** begin INFORMATION GIVEN **

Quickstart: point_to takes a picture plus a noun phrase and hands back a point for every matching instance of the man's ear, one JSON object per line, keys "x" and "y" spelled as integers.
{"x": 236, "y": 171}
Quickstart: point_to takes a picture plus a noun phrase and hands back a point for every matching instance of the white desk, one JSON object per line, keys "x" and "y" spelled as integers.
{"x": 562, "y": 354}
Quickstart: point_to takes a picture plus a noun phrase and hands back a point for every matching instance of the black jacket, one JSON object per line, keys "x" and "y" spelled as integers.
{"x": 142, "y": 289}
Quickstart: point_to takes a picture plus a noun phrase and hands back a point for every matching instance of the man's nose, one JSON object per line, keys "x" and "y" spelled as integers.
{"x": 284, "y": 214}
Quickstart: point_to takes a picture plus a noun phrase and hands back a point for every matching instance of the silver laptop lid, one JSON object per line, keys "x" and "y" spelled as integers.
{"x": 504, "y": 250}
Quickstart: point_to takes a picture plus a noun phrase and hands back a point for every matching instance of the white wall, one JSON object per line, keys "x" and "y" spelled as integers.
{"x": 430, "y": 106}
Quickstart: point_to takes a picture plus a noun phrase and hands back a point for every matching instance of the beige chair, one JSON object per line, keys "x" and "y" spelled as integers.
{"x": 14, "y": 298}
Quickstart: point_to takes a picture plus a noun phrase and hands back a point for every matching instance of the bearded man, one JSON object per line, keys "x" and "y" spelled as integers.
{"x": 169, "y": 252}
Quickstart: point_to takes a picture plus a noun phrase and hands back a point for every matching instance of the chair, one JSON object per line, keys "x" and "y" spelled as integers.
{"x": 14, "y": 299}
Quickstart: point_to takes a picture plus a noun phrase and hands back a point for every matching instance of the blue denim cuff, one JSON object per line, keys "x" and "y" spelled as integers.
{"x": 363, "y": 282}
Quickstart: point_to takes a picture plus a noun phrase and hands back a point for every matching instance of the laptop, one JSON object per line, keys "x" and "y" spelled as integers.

** end INFORMATION GIVEN **

■ **EXERCISE INSTRUCTIONS**: Can you reproduce all of the data above line for line, changing nothing?

■ **EXERCISE OUTPUT**:
Quickstart: point_to takes a picture plus a noun phrase and hands back a point for every matching instance of the man's ear, one JSON object per line, keys "x" and "y" spelled as integers.
{"x": 236, "y": 171}
Quickstart: point_to takes a picture plus a noun phrase and hands back a point for every matching instance of the white desk, one JSON object per line, keys "x" and "y" spelled as integers.
{"x": 562, "y": 354}
Quickstart: point_to takes a picture plus a noun phrase and hands back a point for every matching instance of the black jacket, one JSON object per line, keys "x" and "y" spelled as integers.
{"x": 142, "y": 289}
Quickstart: point_to takes a picture plus a noun phrase and hands back a point for every matching instance of the man's nose, one JSON object per line, keys "x" and "y" spelled as integers.
{"x": 284, "y": 214}
Quickstart: point_to takes a picture plus a noun phrase and hands back a point for every matching instance of the silver laptop lid, one JSON object per line, keys "x" and "y" spelled as integers.
{"x": 504, "y": 250}
Quickstart: point_to takes a picture plus a noun phrase and hands back a point for every matching instance of the white wall, one JSON object per line, keys "x" and "y" spelled as integers.
{"x": 430, "y": 106}
Quickstart: point_to takes a picture plus a noun phrase and hands back a point for every matching instance of the beige chair, one JSON object per line, keys "x" and "y" spelled as integers.
{"x": 14, "y": 298}
Quickstart: point_to takes a picture plus a noun phrase and hands back a point for every matching instance of the bearded man, one JSON object per line, keys "x" and "y" spelled as integers.
{"x": 169, "y": 252}
Quickstart: point_to takes a picture plus a noun phrase and hands back a point for every matching instance of the chair, one JSON object per line, keys "x" and "y" spelled as integers.
{"x": 14, "y": 299}
Quickstart: point_to takes a picture plus a noun phrase and hands back a point for every matching instance of the blue denim cuff, one JSON object per line, keys "x" and "y" spelled as integers.
{"x": 363, "y": 282}
Quickstart: point_to takes a picture plus a noun phrase and hands back a point for every matching instance of the laptop, one JSON object per line, keys "x" and "y" spelled as integers.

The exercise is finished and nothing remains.